Data for processing:
* * * *

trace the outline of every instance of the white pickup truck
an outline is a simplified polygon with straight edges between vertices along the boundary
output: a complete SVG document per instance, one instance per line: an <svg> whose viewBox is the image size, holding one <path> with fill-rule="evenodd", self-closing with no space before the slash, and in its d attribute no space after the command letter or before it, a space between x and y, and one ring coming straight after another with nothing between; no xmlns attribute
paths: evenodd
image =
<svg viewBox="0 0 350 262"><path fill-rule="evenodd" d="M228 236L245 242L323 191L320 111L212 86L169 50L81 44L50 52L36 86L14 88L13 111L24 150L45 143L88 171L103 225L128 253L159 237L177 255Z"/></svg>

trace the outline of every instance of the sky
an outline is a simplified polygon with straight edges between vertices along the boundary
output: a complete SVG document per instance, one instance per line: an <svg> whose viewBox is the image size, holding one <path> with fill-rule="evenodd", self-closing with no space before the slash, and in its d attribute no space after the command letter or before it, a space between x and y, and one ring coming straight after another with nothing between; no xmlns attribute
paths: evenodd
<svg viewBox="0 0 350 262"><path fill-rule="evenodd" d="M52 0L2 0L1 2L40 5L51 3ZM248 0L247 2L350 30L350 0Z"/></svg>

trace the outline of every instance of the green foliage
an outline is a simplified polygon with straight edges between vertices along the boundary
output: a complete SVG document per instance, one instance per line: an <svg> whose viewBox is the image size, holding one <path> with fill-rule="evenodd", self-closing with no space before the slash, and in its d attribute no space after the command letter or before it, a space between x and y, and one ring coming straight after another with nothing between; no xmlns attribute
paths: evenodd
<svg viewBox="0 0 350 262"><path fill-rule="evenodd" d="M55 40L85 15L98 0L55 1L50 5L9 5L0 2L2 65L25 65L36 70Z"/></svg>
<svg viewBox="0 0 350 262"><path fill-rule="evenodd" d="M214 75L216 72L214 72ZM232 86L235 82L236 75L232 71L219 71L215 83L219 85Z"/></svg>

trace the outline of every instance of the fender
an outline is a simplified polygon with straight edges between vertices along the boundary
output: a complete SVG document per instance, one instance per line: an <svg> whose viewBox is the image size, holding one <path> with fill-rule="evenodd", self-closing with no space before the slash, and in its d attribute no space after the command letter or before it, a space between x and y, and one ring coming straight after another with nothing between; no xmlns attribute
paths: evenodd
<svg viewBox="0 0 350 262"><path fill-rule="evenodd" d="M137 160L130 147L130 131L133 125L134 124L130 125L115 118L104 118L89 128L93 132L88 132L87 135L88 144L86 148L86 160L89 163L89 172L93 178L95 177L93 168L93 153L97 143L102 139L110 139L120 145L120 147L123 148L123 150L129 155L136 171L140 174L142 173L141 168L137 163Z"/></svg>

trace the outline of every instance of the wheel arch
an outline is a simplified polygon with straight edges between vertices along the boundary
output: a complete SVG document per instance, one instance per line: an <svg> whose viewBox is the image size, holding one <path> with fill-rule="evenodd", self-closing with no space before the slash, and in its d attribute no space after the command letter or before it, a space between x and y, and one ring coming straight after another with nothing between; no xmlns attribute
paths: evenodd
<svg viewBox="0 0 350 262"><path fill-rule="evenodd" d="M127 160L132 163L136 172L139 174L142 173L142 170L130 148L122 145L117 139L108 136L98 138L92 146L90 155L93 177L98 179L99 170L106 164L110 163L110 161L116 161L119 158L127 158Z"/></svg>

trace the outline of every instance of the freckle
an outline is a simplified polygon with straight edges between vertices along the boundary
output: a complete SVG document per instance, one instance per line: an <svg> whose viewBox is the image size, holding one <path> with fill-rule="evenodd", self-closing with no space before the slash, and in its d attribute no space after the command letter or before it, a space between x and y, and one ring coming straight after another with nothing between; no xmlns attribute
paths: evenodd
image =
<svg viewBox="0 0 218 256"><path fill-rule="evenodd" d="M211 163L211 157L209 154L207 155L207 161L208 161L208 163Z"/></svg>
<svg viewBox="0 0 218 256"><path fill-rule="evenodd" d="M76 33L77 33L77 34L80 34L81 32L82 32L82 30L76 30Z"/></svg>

* * * *

What the exercise asks:
Repeat every one of the lines above, word for word.

Output:
trace the outline of every instance of the white pickup truck
an outline is a simplified polygon with straight edges between vertices along the boundary
output: a complete SVG document per instance, one instance per line: an <svg> whose viewBox is the image size, holding one <path> with fill-rule="evenodd", self-closing with no space before the slash, and in its d attribute no space after the command letter or before it, a space between x and y, and one ring coming straight after another with nothing between; no xmlns attribute
paths: evenodd
image =
<svg viewBox="0 0 350 262"><path fill-rule="evenodd" d="M228 236L245 242L323 191L320 111L212 86L169 50L81 44L50 52L36 86L14 88L13 111L24 150L45 143L88 171L103 225L128 253L159 237L177 255Z"/></svg>

trace the outline of every instance of the sky
an outline is a simplified polygon with straight edges between vertices along the boundary
output: a complete SVG document per instance, one instance per line: an <svg> whose viewBox is the image size, holding one <path> with fill-rule="evenodd", self-closing with no space before the slash, and in its d attribute no space after the command letter or before it, a space between x and y, and one ring coming straight after another with nothing between; no xmlns attribute
paths: evenodd
<svg viewBox="0 0 350 262"><path fill-rule="evenodd" d="M52 0L2 0L1 2L40 5L51 3ZM248 0L247 2L350 30L350 0Z"/></svg>

trace the outline of every instance of the green foliage
an outline is a simplified polygon with straight edges between vertices along the boundary
output: a complete SVG document per instance, one instance per line: an <svg> whose viewBox is the image size, holding one <path> with fill-rule="evenodd", self-closing with no space before the slash, and in its d attribute no space after the command letter or before it, a space between x and y, and one ring coming straight after another with nothing between; no xmlns attribute
paths: evenodd
<svg viewBox="0 0 350 262"><path fill-rule="evenodd" d="M55 40L85 15L98 0L55 1L50 5L9 5L0 2L2 65L25 65L36 70Z"/></svg>
<svg viewBox="0 0 350 262"><path fill-rule="evenodd" d="M214 75L216 72L214 72ZM232 86L235 82L236 75L232 71L219 71L215 83L219 85Z"/></svg>

trace the outline of every instance of the fender
an outline is a simplified polygon with straight edges between vertices along the boundary
output: a complete SVG document per instance, one instance per line: an <svg> whose viewBox is the image size, holding one <path> with fill-rule="evenodd", self-closing with no space before the slash, and in its d attribute no space after the command letter or before it, a space between x and y, and one ring coming straight after another with nothing between; no xmlns attribute
paths: evenodd
<svg viewBox="0 0 350 262"><path fill-rule="evenodd" d="M137 160L130 147L130 131L133 125L134 124L130 125L115 118L104 118L89 128L93 132L88 132L87 135L88 144L86 148L86 160L89 163L89 172L93 178L95 177L93 168L93 153L97 143L102 139L110 139L120 145L120 147L123 148L123 150L129 155L136 171L140 174L142 173L141 168L137 163Z"/></svg>

trace the outline of every instance of the wheel arch
an outline is a simplified polygon with straight edges between vertices along the boundary
output: a complete SVG document per instance, one instance per line: an <svg> whose viewBox is the image size, holding one <path> with fill-rule="evenodd", self-closing with no space before the slash, and in its d attribute no space after the command letter or before it, a space between x and y, and one ring coming straight after another with nothing between; no xmlns attribute
paths: evenodd
<svg viewBox="0 0 350 262"><path fill-rule="evenodd" d="M127 160L132 163L136 172L139 174L142 173L142 170L130 148L122 145L117 139L108 136L98 138L92 146L90 155L93 177L98 179L99 170L106 164L110 163L110 161L116 161L119 158L127 158Z"/></svg>

trace the outline of every instance of the freckle
an outline is a simplified polygon with straight edges between vertices along the boundary
output: a complete SVG document per instance, one instance per line: an <svg> whose viewBox is the image size, holding one <path> with fill-rule="evenodd", self-closing with no space before the slash, and in its d attribute no space after the command letter or before it, a space between x and y, and one ring coming straight after another with nothing between; no xmlns attribute
paths: evenodd
image =
<svg viewBox="0 0 218 256"><path fill-rule="evenodd" d="M211 163L211 157L209 154L207 155L207 161L208 161L208 163Z"/></svg>
<svg viewBox="0 0 218 256"><path fill-rule="evenodd" d="M76 33L77 33L77 34L80 34L81 32L82 32L82 30L76 30Z"/></svg>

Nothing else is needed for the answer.